### [EXERCISE INSTRUCTIONS]
Please copy out everything from the start of the records down to the line containing "[(59, 158)]", including that line, with no changes.

### [EXTRACTED MATERIAL]
----

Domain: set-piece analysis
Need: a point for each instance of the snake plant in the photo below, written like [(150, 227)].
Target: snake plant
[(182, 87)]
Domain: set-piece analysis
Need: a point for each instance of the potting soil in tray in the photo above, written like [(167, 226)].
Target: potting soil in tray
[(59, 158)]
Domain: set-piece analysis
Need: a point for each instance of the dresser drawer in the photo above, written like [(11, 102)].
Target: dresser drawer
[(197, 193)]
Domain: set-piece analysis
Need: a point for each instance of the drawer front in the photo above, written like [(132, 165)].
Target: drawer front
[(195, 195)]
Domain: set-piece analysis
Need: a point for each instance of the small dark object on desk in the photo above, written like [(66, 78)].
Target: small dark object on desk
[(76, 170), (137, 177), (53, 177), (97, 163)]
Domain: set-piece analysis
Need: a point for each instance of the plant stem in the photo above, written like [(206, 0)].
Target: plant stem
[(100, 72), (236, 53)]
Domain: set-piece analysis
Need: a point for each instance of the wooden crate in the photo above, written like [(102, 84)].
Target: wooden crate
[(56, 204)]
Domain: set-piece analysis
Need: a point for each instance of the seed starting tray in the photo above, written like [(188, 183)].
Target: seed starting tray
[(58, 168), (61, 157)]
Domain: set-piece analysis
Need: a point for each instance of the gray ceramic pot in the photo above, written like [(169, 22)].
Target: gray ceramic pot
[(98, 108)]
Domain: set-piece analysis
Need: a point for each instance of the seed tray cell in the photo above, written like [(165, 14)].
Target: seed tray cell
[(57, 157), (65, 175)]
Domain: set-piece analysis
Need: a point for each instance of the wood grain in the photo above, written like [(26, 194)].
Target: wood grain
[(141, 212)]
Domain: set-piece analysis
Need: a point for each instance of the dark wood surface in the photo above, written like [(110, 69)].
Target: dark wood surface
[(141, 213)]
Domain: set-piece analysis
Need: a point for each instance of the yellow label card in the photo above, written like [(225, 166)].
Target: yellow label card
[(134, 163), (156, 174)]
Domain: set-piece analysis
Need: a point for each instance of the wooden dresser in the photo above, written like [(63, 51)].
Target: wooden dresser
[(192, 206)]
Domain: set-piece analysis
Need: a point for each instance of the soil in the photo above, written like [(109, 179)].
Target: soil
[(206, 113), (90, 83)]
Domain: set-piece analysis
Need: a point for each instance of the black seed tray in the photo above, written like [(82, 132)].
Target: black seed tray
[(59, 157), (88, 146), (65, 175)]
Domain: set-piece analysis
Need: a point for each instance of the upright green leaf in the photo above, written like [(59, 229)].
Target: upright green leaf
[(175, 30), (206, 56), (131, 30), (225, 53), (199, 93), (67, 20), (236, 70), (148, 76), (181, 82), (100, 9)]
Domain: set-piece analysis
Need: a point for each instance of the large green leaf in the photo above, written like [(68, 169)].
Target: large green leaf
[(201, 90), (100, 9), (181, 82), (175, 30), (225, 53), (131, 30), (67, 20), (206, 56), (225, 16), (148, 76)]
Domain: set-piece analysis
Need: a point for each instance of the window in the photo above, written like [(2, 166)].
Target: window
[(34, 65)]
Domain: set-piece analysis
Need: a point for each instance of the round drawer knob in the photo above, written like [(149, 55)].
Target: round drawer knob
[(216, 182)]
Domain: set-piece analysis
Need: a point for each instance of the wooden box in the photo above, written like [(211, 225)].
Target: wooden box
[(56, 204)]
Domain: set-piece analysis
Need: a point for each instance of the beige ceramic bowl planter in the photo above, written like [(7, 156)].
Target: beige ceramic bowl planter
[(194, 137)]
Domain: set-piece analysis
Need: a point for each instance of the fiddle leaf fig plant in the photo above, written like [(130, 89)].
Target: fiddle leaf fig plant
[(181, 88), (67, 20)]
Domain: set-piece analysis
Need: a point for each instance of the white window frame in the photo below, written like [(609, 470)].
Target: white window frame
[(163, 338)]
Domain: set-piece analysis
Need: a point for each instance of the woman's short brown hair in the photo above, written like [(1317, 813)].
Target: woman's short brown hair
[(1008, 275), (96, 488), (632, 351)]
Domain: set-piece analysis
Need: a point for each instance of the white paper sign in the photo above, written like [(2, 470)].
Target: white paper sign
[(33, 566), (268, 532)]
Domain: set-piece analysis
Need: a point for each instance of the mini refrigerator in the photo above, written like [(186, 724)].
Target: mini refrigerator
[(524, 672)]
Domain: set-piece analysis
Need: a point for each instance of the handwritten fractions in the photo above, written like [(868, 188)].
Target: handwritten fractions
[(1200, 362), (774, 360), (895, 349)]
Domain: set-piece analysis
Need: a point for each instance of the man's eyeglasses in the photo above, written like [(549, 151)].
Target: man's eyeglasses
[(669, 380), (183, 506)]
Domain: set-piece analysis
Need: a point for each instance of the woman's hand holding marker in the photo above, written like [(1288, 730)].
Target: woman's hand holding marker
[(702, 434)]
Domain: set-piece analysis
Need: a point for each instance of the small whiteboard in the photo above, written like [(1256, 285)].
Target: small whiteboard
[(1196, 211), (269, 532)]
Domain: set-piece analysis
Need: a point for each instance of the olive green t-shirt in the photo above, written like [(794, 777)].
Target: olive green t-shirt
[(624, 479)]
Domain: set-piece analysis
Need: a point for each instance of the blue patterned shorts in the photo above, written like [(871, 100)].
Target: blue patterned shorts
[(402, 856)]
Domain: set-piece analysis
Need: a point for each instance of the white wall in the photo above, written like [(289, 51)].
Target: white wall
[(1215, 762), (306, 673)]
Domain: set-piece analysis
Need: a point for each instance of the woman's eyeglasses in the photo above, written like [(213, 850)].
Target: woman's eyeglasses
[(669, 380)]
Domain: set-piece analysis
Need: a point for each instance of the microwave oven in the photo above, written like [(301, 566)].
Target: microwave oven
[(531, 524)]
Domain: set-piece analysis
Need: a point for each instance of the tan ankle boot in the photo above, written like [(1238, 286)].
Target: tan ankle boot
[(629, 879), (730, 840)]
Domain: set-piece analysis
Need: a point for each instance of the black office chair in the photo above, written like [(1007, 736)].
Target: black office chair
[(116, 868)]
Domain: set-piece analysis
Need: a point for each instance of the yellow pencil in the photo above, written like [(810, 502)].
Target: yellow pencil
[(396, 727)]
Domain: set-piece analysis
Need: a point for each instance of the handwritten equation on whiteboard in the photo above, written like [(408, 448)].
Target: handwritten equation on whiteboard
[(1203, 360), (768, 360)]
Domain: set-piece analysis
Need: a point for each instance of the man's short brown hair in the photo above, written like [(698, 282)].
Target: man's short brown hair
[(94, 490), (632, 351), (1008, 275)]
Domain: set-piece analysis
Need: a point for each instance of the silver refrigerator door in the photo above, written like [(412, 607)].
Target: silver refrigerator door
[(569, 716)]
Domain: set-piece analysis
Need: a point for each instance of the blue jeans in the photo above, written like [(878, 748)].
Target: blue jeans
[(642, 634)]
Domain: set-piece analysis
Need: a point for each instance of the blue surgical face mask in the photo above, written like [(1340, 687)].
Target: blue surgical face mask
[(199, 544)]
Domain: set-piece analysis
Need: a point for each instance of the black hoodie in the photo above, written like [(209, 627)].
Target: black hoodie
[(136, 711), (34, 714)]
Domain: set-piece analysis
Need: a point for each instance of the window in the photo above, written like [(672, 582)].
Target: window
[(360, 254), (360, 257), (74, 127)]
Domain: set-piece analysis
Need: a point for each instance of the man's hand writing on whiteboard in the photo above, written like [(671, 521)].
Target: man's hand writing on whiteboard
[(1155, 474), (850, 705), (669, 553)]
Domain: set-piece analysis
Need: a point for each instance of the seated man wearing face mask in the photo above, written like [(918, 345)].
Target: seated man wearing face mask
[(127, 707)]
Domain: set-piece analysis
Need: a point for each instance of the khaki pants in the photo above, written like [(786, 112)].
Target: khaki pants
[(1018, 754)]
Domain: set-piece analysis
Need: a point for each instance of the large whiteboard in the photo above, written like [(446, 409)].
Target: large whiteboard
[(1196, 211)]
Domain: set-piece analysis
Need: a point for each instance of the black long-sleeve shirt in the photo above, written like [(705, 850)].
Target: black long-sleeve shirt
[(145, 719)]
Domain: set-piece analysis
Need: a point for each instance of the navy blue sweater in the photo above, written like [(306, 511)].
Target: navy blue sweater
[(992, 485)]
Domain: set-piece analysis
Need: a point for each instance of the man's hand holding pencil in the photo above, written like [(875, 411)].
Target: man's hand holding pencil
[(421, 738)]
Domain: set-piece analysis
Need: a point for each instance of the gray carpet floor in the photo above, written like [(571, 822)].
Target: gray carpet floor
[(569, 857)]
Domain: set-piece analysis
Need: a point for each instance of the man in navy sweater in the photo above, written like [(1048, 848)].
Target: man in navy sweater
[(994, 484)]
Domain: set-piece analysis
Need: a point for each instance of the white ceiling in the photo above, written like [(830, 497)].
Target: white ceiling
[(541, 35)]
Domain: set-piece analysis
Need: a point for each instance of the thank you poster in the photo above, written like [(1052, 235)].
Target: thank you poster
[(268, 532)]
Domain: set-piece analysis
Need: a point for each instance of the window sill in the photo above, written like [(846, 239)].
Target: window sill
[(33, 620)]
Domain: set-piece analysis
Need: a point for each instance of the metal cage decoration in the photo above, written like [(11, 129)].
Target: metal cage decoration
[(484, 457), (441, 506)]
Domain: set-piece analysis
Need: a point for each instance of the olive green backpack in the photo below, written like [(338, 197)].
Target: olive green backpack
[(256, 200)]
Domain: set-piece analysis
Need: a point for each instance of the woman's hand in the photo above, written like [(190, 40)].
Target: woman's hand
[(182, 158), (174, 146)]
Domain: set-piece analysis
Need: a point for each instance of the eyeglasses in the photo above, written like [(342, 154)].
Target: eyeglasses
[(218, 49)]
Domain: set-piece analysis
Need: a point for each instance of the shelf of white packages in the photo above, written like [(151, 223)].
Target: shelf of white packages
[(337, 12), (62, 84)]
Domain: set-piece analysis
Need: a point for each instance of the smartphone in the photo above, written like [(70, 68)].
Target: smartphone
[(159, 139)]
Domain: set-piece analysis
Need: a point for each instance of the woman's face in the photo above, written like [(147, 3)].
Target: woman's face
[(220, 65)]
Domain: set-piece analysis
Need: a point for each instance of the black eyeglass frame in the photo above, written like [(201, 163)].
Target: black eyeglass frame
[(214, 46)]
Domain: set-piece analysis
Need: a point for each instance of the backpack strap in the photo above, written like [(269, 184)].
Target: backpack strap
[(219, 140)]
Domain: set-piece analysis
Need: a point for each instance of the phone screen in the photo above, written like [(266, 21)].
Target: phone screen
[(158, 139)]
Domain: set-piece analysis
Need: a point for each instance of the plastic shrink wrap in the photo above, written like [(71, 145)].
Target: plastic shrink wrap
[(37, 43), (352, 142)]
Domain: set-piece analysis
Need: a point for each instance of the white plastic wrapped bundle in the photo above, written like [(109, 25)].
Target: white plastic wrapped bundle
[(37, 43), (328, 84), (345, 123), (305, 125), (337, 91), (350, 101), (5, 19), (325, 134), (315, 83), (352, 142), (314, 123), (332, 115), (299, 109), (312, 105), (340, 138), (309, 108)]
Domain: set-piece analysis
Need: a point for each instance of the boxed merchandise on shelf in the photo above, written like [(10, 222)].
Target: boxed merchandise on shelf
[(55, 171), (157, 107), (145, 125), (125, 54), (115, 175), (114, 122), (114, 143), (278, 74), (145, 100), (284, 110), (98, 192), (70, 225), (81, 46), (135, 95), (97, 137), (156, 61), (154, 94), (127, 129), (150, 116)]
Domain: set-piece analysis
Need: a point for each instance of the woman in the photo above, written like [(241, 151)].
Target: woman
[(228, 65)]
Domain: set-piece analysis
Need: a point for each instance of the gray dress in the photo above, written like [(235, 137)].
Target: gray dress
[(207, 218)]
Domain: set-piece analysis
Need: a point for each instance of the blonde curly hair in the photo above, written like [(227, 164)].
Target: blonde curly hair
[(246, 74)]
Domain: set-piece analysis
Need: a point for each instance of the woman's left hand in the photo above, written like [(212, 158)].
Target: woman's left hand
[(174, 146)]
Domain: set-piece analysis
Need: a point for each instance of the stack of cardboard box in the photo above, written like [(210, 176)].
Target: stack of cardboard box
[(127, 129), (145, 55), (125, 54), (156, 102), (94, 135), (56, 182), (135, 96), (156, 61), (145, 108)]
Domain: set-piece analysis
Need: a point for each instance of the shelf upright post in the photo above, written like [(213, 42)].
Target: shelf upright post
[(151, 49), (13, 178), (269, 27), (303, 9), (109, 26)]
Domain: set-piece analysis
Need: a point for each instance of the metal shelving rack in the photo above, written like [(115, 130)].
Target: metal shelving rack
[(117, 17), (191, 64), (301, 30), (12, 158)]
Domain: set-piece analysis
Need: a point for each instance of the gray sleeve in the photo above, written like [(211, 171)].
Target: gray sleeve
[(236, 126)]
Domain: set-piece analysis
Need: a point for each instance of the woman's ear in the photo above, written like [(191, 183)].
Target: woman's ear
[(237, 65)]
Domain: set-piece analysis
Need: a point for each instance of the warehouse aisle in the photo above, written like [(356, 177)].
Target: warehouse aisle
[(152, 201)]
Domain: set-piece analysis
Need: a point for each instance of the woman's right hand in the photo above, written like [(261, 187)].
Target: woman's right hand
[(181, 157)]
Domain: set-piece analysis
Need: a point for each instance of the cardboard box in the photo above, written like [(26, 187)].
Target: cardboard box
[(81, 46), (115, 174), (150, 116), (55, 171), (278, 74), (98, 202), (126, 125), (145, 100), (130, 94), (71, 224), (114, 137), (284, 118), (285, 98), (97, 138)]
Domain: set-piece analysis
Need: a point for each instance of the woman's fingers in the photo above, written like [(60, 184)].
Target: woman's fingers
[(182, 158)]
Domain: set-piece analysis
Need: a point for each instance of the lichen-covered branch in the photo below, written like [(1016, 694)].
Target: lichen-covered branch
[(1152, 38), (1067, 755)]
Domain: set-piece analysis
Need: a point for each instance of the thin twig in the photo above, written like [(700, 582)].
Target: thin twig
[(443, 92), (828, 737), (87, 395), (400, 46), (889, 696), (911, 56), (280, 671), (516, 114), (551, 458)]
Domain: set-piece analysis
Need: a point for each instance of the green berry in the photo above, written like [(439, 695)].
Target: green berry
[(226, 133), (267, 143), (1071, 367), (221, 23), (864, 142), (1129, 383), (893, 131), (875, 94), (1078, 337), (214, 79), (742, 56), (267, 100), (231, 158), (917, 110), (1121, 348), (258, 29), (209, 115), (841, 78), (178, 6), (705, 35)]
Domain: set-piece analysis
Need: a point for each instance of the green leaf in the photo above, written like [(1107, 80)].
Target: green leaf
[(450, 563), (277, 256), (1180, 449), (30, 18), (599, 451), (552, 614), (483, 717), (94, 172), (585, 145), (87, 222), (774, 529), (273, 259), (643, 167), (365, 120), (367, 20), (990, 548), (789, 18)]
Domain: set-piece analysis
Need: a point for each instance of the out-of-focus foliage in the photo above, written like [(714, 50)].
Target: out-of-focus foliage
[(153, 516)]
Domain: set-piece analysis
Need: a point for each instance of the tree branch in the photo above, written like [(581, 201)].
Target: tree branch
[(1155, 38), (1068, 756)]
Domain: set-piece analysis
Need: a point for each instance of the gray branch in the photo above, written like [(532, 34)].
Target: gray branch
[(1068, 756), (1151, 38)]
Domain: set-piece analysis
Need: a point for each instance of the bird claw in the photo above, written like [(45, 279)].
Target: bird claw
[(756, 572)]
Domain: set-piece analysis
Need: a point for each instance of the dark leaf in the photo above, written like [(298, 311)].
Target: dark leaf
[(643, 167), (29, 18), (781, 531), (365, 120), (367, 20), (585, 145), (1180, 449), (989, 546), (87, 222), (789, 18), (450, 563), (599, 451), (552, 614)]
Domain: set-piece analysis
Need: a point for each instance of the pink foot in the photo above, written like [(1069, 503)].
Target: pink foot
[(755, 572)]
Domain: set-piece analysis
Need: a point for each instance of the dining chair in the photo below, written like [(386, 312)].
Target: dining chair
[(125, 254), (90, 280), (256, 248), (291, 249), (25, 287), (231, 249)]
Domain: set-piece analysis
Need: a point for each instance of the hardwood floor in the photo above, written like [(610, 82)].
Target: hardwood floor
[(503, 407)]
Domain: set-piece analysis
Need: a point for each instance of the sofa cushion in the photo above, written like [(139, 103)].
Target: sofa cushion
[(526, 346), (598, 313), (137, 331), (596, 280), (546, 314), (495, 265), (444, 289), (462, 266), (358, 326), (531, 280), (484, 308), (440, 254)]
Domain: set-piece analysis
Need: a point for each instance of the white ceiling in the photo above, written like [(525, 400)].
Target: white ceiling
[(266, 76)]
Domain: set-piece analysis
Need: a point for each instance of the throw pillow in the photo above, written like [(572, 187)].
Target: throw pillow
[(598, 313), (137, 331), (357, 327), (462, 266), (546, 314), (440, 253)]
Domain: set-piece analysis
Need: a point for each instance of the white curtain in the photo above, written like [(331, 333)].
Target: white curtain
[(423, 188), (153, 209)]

----

### [TASK SOLUTION]
Domain: set-piece analysis
Need: a point for each instance of the snake plant in the photo below, written like [(150, 227)].
Target: snake plant
[(182, 87)]
Domain: set-piece analysis
Need: a point for each instance of the potting soil in tray in the photo above, written like [(167, 226)].
Target: potting soil in tray
[(59, 158)]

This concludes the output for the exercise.